**Brano di riferimento**
****

Prima di passare a Bologna, il M. diede alle stampe una serie di ricerche condotte presso archivi lombardi ed emiliani, che diedero validi contributi documentari. Parte di questi studi confluì successivamente nella monumentale pubblicazione La corte di Ludovico il Moro, in quattro volumi (Milano 1913-23).
I volumi, ritenuti il lavoro più importante del M., si presentano particolarmente sontuosi sotto l'aspetto grafico e sono corredati da una straordinaria mole di documenti e da un ricchissimo apparato illustrativo. Considerata il modello italiano di "Kulturgeschichte", l'opera fu ferocemente criticata dal giovane R. Longhi in successivi interventi su L'Arte (1914, 1916, 1917), salvo rivedere parzialmente il proprio giudizio all'uscita dell'ultimo volume.
Nel dicembre 1914 il M. fu nominato direttore della Pinacoteca di Bologna, con la contemporanea assunzione del ruolo, mantenuto fino al 1923, di soprintendente alle Gallerie di Bologna e della Romagna. Per un breve periodo, tra il 1920 e il 1924, ebbe inoltre la reggenza della soprintendenza archeologica per l'Emilia e la Romagna. Negli anni successivi alla guerra, durante i quali, come molti altri suoi colleghi, era stato impegnato nella salvaguardia del patrimonio artistico, aveva dedicato le sue energie principalmente al riallestimento dei musei e delle gallerie bolognesi - la Pinacoteca e il Museo Davia Bargellini, inaugurati nel 1924 - e del territorio di sua competenza (Cesena, Faenza, Ferrara, Forlì, Imola, Rimini).

****

**Dati forniti**
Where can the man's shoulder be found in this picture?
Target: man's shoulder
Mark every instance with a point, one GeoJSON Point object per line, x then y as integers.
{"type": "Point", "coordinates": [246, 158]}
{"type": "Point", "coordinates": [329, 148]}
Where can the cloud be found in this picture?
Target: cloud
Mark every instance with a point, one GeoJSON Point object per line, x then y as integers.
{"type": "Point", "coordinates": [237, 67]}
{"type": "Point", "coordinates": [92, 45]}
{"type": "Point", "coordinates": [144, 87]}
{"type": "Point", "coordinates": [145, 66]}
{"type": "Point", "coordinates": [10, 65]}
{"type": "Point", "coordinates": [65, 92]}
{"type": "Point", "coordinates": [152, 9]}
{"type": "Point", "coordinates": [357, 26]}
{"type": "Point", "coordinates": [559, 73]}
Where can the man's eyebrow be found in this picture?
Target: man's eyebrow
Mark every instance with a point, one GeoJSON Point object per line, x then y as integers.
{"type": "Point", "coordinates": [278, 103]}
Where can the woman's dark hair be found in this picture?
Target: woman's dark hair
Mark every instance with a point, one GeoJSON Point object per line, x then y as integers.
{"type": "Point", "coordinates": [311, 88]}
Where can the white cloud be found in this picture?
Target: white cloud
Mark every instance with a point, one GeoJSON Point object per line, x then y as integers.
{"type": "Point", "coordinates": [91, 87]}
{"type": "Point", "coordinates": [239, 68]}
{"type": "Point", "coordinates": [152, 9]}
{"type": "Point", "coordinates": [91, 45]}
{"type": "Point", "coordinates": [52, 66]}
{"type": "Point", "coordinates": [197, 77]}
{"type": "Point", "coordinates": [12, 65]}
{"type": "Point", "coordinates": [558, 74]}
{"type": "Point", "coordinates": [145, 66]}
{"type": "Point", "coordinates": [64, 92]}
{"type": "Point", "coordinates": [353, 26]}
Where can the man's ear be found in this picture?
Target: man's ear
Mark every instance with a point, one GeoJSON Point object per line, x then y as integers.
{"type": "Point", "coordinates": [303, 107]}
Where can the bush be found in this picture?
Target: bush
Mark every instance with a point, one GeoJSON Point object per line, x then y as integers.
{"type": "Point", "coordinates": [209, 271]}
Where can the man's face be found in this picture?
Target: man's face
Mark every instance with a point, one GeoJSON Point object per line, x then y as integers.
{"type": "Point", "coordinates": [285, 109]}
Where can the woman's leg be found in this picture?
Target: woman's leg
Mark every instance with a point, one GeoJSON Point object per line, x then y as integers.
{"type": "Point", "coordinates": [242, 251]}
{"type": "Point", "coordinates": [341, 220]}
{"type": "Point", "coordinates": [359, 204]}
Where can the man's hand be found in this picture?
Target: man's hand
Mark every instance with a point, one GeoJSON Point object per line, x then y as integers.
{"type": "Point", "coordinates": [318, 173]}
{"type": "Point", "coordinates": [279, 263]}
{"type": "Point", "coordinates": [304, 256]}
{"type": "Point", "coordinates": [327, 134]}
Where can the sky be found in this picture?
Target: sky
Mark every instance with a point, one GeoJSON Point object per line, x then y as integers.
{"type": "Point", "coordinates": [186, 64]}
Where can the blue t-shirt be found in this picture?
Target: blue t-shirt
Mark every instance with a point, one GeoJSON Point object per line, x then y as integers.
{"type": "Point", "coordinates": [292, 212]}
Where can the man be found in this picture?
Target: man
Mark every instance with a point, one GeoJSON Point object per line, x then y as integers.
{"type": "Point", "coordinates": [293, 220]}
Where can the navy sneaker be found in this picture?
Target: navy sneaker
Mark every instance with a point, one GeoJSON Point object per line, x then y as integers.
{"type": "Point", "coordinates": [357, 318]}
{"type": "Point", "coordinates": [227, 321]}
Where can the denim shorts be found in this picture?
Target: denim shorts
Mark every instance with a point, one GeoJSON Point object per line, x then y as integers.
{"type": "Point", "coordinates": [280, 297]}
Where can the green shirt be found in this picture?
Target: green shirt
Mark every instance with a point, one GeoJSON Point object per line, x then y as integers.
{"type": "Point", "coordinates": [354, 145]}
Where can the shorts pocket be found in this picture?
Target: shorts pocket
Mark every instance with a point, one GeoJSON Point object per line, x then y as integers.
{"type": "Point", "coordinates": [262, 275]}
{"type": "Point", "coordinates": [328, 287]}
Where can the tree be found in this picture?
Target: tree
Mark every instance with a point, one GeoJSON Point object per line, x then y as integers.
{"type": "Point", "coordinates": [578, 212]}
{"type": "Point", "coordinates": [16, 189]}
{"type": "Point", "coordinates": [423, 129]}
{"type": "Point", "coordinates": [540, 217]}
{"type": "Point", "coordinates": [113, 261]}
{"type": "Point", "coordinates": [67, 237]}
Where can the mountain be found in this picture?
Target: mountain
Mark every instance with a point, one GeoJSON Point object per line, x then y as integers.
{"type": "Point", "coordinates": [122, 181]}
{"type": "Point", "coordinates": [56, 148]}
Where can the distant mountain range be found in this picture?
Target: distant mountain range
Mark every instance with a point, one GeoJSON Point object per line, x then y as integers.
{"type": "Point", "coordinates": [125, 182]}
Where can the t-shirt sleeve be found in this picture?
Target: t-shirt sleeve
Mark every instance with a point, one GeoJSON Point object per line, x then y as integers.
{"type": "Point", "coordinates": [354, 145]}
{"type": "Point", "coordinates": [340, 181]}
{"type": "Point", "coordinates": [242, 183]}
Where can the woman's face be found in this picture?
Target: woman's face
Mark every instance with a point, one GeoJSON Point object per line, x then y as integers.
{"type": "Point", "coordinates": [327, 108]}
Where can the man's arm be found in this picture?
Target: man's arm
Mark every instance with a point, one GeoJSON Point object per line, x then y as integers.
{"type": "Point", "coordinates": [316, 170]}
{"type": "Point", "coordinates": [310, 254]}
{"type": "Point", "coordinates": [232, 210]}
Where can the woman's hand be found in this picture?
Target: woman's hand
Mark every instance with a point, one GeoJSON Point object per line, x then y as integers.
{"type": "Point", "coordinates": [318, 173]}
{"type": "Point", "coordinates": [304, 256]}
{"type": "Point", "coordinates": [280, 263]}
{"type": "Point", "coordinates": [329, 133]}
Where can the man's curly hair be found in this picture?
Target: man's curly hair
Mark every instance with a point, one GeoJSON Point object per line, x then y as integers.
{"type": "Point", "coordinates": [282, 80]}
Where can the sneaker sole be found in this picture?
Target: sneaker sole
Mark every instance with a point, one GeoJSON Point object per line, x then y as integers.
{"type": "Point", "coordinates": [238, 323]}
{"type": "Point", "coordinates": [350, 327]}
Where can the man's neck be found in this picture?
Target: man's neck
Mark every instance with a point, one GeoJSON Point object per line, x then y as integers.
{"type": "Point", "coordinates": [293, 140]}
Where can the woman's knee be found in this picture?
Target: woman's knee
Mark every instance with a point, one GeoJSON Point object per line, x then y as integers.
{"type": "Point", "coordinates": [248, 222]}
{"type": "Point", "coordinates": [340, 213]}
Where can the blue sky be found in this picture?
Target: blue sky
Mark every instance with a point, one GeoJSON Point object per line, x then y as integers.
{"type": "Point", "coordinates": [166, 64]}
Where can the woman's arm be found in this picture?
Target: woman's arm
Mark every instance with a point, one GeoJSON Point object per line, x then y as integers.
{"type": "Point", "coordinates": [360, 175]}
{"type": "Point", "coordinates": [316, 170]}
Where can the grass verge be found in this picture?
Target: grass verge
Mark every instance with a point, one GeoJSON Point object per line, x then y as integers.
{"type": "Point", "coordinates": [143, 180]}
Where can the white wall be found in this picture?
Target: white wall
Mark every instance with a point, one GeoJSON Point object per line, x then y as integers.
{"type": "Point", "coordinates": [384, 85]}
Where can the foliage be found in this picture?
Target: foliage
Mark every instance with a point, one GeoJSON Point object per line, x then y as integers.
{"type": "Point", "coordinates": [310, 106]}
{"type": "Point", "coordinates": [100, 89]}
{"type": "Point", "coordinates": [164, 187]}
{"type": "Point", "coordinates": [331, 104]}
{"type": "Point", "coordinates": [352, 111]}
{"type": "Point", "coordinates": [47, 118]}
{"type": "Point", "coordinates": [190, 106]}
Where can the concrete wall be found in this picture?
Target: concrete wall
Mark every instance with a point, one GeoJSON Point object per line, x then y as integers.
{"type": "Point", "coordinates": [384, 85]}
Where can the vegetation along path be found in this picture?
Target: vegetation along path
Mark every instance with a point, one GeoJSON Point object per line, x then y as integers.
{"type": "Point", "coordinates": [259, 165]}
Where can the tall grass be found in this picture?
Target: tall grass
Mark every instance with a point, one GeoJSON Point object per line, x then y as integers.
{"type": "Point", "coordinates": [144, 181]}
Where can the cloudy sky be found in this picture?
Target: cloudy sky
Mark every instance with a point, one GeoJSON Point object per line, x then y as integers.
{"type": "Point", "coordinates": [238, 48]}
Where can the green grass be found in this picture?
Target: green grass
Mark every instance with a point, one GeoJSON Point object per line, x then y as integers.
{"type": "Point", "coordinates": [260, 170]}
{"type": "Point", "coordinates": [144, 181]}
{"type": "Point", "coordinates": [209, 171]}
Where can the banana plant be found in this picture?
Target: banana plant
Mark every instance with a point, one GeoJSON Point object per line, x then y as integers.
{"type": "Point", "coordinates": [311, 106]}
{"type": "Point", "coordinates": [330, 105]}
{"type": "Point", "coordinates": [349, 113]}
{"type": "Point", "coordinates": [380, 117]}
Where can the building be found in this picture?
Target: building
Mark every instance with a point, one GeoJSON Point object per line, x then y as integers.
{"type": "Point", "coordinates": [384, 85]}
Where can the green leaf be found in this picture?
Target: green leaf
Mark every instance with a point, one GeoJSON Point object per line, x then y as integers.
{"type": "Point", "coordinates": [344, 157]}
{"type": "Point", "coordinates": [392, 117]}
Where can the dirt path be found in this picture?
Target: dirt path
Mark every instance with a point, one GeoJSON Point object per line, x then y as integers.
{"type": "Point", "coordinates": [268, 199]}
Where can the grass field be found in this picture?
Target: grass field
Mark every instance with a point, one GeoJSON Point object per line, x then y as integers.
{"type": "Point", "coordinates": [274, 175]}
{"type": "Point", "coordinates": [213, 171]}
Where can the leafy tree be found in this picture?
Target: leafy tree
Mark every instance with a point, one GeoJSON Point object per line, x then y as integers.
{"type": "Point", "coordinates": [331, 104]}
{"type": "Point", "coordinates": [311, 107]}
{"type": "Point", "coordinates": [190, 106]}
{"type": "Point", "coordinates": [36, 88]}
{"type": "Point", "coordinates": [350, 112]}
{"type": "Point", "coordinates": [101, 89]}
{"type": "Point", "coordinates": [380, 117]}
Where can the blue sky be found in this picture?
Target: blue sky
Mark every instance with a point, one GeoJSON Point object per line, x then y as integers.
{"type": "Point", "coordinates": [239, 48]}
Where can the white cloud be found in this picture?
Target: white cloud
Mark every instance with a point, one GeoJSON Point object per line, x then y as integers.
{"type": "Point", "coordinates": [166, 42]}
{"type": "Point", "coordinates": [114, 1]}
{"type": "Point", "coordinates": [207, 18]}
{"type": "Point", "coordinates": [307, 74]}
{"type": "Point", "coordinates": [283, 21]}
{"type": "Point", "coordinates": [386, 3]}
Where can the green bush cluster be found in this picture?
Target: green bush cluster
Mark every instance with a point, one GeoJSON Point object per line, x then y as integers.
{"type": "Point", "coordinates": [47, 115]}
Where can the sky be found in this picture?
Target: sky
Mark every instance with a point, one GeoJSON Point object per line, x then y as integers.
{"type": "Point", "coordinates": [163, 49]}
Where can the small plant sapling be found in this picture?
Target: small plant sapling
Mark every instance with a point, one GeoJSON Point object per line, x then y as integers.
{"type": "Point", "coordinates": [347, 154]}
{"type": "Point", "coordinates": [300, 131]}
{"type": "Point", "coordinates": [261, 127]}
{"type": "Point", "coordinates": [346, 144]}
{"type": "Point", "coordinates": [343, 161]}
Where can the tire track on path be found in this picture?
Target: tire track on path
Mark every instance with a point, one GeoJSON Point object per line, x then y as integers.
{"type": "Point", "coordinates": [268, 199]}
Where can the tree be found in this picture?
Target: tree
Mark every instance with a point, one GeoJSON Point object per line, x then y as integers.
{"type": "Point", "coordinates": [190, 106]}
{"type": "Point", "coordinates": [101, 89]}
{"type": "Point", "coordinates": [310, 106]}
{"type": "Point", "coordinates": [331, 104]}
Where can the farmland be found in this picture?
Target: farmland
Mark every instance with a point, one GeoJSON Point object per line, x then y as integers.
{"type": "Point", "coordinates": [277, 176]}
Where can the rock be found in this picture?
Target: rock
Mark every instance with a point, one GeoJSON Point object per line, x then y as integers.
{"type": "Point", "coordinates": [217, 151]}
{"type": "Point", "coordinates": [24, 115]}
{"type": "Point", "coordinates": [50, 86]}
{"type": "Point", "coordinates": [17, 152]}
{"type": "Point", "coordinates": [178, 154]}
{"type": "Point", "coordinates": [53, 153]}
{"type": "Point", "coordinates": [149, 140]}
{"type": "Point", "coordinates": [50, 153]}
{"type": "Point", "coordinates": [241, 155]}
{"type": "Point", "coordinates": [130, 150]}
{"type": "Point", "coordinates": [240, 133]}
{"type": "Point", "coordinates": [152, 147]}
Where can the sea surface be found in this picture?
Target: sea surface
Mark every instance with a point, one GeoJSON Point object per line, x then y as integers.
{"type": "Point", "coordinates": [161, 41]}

****

**Cosa fare**
• a. Sostituisci "dicembre" con "novembre" nel brano sulla carriera del M., riportandolo a partire da "Nel dicembre 1914" e proseguendo fino a "Forlì, Imola, Rimini).".
• b. Prosegui il brano sulla carriera del M. oltre la sua ultima frase.
L'elenco proviene da una fonte diversa dal brano.

**Risposte ai compiti**
• a.
Nel novembre 1914 il M. fu nominato direttore della Pinacoteca di Bologna, con la contemporanea assunzione del ruolo, mantenuto fino al 1923, di soprintendente alle Gallerie di Bologna e della Romagna. Per un breve periodo, tra il 1920 e il 1924, ebbe inoltre la reggenza della soprintendenza archeologica per l'Emilia e la Romagna. Negli anni successivi alla guerra, durante i quali, come molti altri suoi colleghi, era stato impegnato nella salvaguardia del patrimonio artistico, aveva dedicato le sue energie principalmente al riallestimento dei musei e delle gallerie bolognesi - la Pinacoteca e il Museo Davia Bargellini, inaugurati nel 1924 - e del territorio di sua competenza (Cesena, Faenza, Ferrara, Forlì, Imola, Rimini).

• b.
Nella Pinacoteca bolognese rivisitò complessivamente l'ordinamento precedente; acquisì importanti dipinti dalle collezioni comunali, molti dei quali disseminati in uffici e magazzini; si batté per un ampliamento del percorso espositivo, recuperando spazi e creandone di nuovi, come un'ala per la presentazione delle grandi pale barocche. Infine, scelse di arredare le sale con sculture e mobili provenienti da diversi palazzi cittadini con lo scopo di dare l'illusione di appartamenti invece che di fredde sale di museo (I primi acquisti della Pinacoteca di Bologna, in Cronache d'arte, III [1926], pp. 14 s.). Questo principio museografico di valore rievocativo trovò piena realizzazione nel Museo Davia Bargellini. Museo d'ambiente per eccellenza, di gusto eclettico, il Davia Bargellini fu ospitato nel prestigioso palazzo seicentesco dei Bargellini. Il M. progettò, raccogliendo materiale dalle provenienze più eterogenee con lo scopo di evitarne "lo sperpero", un museo per le arti decorative, o d'arte "industriale" (Il Museo d'arte industriale di Bologna, ibid., IV [1927], p. 15). Il modello restava il South Kensington Museum di Londra, in seguito diffuso in tutta Europa, che proponeva di arricchire il gusto estetico nella produzione artigianale italiana riferendosi ai manufatti antichi.
Negli ultimi anni il M. riprese gli studi sull'arte emiliana, in particolare sui pittori del XVII e XVIII secolo, contribuendo a una complessiva revisione del giudizio storiografico, anche attraverso l'organizzazione di importanti mostre. Pubblicò contemporaneamente contributi relativi a palazzi e a ville bolognesi su Cronache d'arte, rivista da lui fondata nel 1924 e che interruppe la pubblicazione con la sua morte.
Il M. si suicidò a Bologna il 23 sett. 1928, probabilmente in seguito allo scandalo suscitato dalla sparizione di alcuni dipinti di proprietà del Comune.